__WORK ORDER__
Each of the lines below must be retyped character for character.

__DATA FOR THIS EXERCISE__
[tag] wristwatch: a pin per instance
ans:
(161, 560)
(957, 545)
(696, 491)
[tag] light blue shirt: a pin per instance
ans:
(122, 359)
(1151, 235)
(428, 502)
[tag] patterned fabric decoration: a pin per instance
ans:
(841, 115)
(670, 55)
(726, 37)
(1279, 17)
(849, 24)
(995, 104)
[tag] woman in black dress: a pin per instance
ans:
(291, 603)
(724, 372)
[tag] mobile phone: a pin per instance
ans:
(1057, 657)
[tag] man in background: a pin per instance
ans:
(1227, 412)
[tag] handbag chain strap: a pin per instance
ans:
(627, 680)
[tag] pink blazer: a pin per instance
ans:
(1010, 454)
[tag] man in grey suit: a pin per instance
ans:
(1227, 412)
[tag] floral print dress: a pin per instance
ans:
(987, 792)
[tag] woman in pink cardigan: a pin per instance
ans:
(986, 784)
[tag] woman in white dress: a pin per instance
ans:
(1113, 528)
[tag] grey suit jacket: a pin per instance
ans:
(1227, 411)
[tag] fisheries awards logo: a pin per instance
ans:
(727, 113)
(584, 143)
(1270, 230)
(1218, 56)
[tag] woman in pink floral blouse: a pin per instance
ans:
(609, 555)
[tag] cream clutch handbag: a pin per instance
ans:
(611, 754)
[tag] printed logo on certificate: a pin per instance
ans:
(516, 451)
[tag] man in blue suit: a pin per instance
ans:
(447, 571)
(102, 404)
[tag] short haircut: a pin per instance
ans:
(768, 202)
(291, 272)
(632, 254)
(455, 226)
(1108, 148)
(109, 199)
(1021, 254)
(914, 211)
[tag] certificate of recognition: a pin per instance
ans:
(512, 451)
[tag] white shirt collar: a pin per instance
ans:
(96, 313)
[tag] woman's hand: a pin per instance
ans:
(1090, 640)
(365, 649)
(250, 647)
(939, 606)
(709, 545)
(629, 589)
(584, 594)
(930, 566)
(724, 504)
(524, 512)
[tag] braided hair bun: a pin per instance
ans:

__FINAL ANSWER__
[tag] wristwatch: a pin per instance
ans:
(161, 560)
(957, 545)
(696, 491)
[tag] light blue shirt: a pin per instance
ans:
(122, 359)
(1151, 235)
(428, 502)
[tag] patterned fabric decoration: a pin per instance
ans:
(841, 115)
(670, 55)
(726, 37)
(1279, 17)
(849, 24)
(995, 104)
[tag] woman in black dress: a pin per instance
ans:
(291, 603)
(724, 372)
[tag] mobile phone: a pin per instance
ans:
(1057, 657)
[tag] man in background: a pin per instance
ans:
(1227, 412)
[tag] handbag chain strap: a pin per instance
ans:
(627, 680)
[tag] pink blazer: a pin per instance
ans:
(1010, 454)
[tag] man in grey suit: a pin per instance
ans:
(1227, 412)
[tag] floral print dress: a pin per instance
ans:
(987, 792)
[tag] woman in pink cardigan: a pin per instance
ans:
(986, 784)
[tag] woman in white dress: a pin per instance
ans:
(1113, 528)
[tag] grey suit jacket: a pin per instance
ans:
(1227, 411)
[tag] fisheries awards logo: a pin per instance
ans:
(727, 113)
(584, 143)
(1270, 230)
(1218, 56)
[tag] woman in pink floral blouse: a pin per instance
ans:
(609, 555)
[tag] cream clutch handbag: a pin per instance
ans:
(611, 754)
[tag] printed logo on certificate: a pin per instance
ans:
(516, 451)
[tag] man in blue suit: a pin per instance
ans:
(447, 571)
(102, 404)
[tag] short haircut: a pin per instance
ans:
(768, 202)
(291, 272)
(632, 254)
(455, 226)
(1108, 148)
(109, 199)
(1021, 254)
(914, 211)
[tag] certificate of recognition: a pin per instance
ans:
(512, 451)
[tag] white shirt collar: a pin per instance
ans:
(96, 313)
[tag] woman's hand: a pin per instance
ans:
(1090, 640)
(365, 649)
(250, 647)
(939, 606)
(709, 545)
(629, 589)
(584, 594)
(930, 566)
(724, 504)
(524, 512)
[tag] braided hair bun: a pin per instance
ans:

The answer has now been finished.